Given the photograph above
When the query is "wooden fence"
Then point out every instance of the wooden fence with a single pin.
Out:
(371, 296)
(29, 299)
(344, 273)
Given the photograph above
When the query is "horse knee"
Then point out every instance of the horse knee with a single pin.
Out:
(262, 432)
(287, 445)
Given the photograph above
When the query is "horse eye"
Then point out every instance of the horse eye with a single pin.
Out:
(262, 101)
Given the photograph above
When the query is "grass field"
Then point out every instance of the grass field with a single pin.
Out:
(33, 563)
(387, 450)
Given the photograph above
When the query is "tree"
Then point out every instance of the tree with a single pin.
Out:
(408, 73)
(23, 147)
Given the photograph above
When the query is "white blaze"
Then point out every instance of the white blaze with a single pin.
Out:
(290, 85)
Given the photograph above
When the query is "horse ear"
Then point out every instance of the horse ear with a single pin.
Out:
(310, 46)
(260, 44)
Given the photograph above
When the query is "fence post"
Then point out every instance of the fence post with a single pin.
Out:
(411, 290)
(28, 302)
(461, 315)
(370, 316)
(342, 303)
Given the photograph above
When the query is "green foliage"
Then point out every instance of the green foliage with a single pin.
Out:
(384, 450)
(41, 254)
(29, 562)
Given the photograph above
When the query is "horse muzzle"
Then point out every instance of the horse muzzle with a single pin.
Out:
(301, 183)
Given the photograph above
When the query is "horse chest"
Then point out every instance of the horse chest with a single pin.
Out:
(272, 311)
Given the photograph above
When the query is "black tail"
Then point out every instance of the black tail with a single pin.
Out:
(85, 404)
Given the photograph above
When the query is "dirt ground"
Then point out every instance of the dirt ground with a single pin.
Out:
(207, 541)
══════════
## [Description of the task]
Transcribe all the entries, keeping each one exactly as it is.

## [Correct output]
Given the photograph above
When the query is "wooden fence"
Then point out every instance of the wooden fence with a single pin.
Out:
(371, 296)
(29, 299)
(344, 273)
Given the photograph above
When the query is "horse knee"
Then point out every instance of the horse knee with a single pin.
Out:
(262, 432)
(287, 445)
Given the photograph above
When the query is "horse eye"
Then point out every instance of the horse eye with a single pin.
Out:
(262, 101)
Given the photograph above
When the query is "grass field"
Then point out every instance of the grass field with a single pin.
Out:
(33, 563)
(387, 450)
Given the photograph above
When the query is "tree"
Then point out every instance of the tree with a single pin.
Out:
(408, 73)
(23, 147)
Given the photograph above
When the query is "white blaze"
Then point out every instance of the white blaze with a single pin.
Out:
(290, 85)
Given the photograph above
When the query is "horse ear"
Then point out every instance of the horse ear with a single pin.
Out:
(310, 46)
(260, 44)
Given the photograph above
When the query is "fence post"
Then point out every instance of the fence post with a single pin.
Out:
(411, 290)
(28, 302)
(461, 315)
(370, 316)
(342, 303)
Given the photograph above
When the query is "green foliage"
Then point out every instance of the green foliage with a single pin.
Out:
(384, 450)
(41, 254)
(29, 562)
Given the photograph above
When the query is "horse muzzle"
Then point out every instance of the horse muzzle with a single pin.
Out:
(301, 183)
Given the photograph above
When the query is "horse chest"
Then point out every instance of the horse chest with a single pin.
Out:
(272, 311)
Given the photograph above
When the query is "black tail"
Then point out every instance of the black tail with a single pin.
Out:
(85, 404)
Given the photograph above
When the query is "dirt ground"
Then point out every instance of the dirt ground with a single pin.
Out:
(207, 541)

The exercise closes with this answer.